Ausgangstext:
Hoffnungsvoll weitergehen
Vielleicht spürst auch Du manchmal, dass diese Welt zu laut, zu schnell, zu grell ist und dass Dein Körper oder Deine Seele das Tempo nicht mehr mittragen können. Wenn es so ist, dann bist Du nicht falsch. Es bedeutet nur, dass Du feiner wahrnimmst, dass Dein Inneres Dir Grenzen zeigt.
Manchmal finden wir kleine Wege, die uns wieder Kraft schenken: Momente der Stille, ein Spaziergang in der Natur, eine Tätigkeit, die uns erfüllt. Und manchmal reicht das nicht aus. Dann braucht es das ehrliche Eingeständnis, es nicht alleine zu schaffen. Sich zu erlauben, dass Unterstützung nötig ist, ist kein Versagen, sondern ein mutiger Akt der Selbstliebe.
Es geht nicht darum, alles sofort zu lösen oder zu wissen, wohin der Weg führt. Es reicht, liebevoll und ehrlich mit sich selbst zu sein.
Nun wünsche ich Dir noch einen wunderschönen Tag, Abend oder eine gute Nacht, je nachdem in welcher Zeit Du auch immer Dich gerade befindest.
Die Liebe in mir, grüßt die Liebe in Dir.

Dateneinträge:

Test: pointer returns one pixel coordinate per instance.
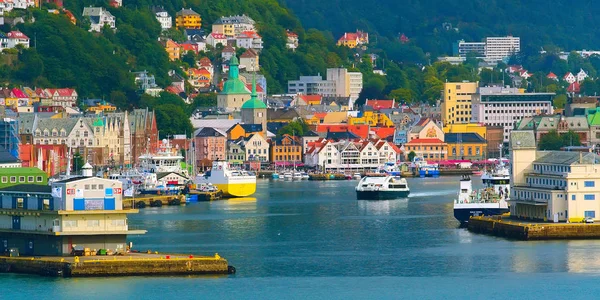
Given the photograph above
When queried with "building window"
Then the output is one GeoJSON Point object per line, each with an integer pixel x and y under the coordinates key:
{"type": "Point", "coordinates": [46, 204]}
{"type": "Point", "coordinates": [20, 202]}
{"type": "Point", "coordinates": [70, 223]}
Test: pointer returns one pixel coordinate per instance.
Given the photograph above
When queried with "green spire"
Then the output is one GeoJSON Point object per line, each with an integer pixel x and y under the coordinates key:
{"type": "Point", "coordinates": [253, 102]}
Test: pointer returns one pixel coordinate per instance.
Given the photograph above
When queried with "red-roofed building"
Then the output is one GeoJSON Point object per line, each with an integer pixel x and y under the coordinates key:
{"type": "Point", "coordinates": [292, 40]}
{"type": "Point", "coordinates": [63, 97]}
{"type": "Point", "coordinates": [380, 104]}
{"type": "Point", "coordinates": [574, 88]}
{"type": "Point", "coordinates": [570, 78]}
{"type": "Point", "coordinates": [361, 131]}
{"type": "Point", "coordinates": [214, 39]}
{"type": "Point", "coordinates": [384, 132]}
{"type": "Point", "coordinates": [430, 149]}
{"type": "Point", "coordinates": [305, 100]}
{"type": "Point", "coordinates": [16, 38]}
{"type": "Point", "coordinates": [188, 46]}
{"type": "Point", "coordinates": [353, 39]}
{"type": "Point", "coordinates": [249, 40]}
{"type": "Point", "coordinates": [199, 78]}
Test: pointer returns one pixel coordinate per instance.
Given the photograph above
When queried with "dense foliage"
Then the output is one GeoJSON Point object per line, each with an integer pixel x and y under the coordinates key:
{"type": "Point", "coordinates": [435, 24]}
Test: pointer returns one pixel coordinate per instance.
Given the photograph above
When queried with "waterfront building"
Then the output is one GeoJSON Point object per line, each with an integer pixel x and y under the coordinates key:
{"type": "Point", "coordinates": [236, 154]}
{"type": "Point", "coordinates": [286, 149]}
{"type": "Point", "coordinates": [187, 18]}
{"type": "Point", "coordinates": [51, 220]}
{"type": "Point", "coordinates": [552, 185]}
{"type": "Point", "coordinates": [499, 106]}
{"type": "Point", "coordinates": [234, 92]}
{"type": "Point", "coordinates": [426, 128]}
{"type": "Point", "coordinates": [456, 102]}
{"type": "Point", "coordinates": [99, 17]}
{"type": "Point", "coordinates": [466, 146]}
{"type": "Point", "coordinates": [211, 144]}
{"type": "Point", "coordinates": [430, 149]}
{"type": "Point", "coordinates": [233, 25]}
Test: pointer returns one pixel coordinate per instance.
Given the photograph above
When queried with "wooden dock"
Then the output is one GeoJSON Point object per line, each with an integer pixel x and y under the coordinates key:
{"type": "Point", "coordinates": [131, 264]}
{"type": "Point", "coordinates": [143, 201]}
{"type": "Point", "coordinates": [527, 231]}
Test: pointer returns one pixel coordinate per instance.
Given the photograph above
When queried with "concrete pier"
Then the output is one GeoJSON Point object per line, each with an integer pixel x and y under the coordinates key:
{"type": "Point", "coordinates": [153, 201]}
{"type": "Point", "coordinates": [521, 230]}
{"type": "Point", "coordinates": [128, 265]}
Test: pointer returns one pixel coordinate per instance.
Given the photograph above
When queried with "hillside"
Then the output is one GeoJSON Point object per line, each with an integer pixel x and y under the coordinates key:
{"type": "Point", "coordinates": [539, 23]}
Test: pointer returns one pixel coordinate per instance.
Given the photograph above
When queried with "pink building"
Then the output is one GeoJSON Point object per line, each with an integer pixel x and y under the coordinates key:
{"type": "Point", "coordinates": [210, 144]}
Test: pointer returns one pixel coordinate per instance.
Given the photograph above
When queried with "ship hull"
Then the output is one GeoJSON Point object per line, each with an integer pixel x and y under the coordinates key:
{"type": "Point", "coordinates": [463, 214]}
{"type": "Point", "coordinates": [236, 189]}
{"type": "Point", "coordinates": [381, 195]}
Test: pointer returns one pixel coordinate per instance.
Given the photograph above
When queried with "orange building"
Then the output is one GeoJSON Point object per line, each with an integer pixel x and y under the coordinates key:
{"type": "Point", "coordinates": [287, 148]}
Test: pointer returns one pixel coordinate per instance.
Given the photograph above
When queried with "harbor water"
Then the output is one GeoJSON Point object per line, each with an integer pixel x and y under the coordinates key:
{"type": "Point", "coordinates": [314, 240]}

Ihre Aufgabe:
Beantworten Sie anhand des Ausgangstextes die folgenden Fragen:
(a) Welche kleinen Wege, die wieder Kraft schenken können, werden dort genannt?
(b) Als was wird es bezeichnet, sich zu erlauben, dass Unterstützung nötig ist?
(c) Was reicht laut dem Text, wenn es nicht darum geht, alles sofort zu lösen?

Ihre Antwort:
(a) Momente der Stille, ein Spaziergang in der Natur und eine Tätigkeit, die uns erfüllt.
(b) Nicht als Versagen, sondern als mutiger Akt der Selbstliebe.
(c) Liebevoll und ehrlich mit sich selbst zu sein.